:: Source passage ::

Market Talk – April 12, 2019


Recent figures show that Chinese trade with the U.S. has slumped. The figures suggest that the trade between the two countries is down 11% since the beginning of the year. China’s own internal figures are good with the country exporting 14% more in March and imports falling 7%, further increasing their trade balance.

The latest from the US-China trade agreement is that China would have to adhere to strict measures in order to prohibit currency manipulation. The Chinese government has often been accused of manipulating the Chinese yuan to keep the yuan artificially low by increasing the supply on the international markets. They manage to do this by buying USD, thus increasing the demand for dollars whilst supplying the international markets with Chinese yuan. Therefore, they have made Chinese goods cheaper and more attractive for exports.

In Canada, a parliamentary committee provided evidence that Chinese spies and agents are currently active in the country. They state that they are working towards promoting pro-Chinese positions within and amongst the members of parliament.

:::

Reproduce the full market commentary above word for word, from its header to its last sentence.

:: Material provided ::

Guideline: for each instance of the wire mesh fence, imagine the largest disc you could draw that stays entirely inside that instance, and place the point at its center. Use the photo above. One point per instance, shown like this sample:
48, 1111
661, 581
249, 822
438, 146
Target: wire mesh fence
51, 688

:::

# [Exercise response]
Market Talk – April 12, 2019


Recent figures show that Chinese trade with the U.S. has slumped. The figures suggest that the trade between the two countries is down 11% since the beginning of the year. China’s own internal figures are good with the country exporting 14% more in March and imports falling 7%, further increasing their trade balance.

The latest from the US-China trade agreement is that China would have to adhere to strict measures in order to prohibit currency manipulation. The Chinese government has often been accused of manipulating the Chinese yuan to keep the yuan artificially low by increasing the supply on the international markets. They manage to do this by buying USD, thus increasing the demand for dollars whilst supplying the international markets with Chinese yuan. Therefore, they have made Chinese goods cheaper and more attractive for exports.

In Canada, a parliamentary committee provided evidence that Chinese spies and agents are currently active in the country. They state that they are working towards promoting pro-Chinese positions within and amongst the members of parliament.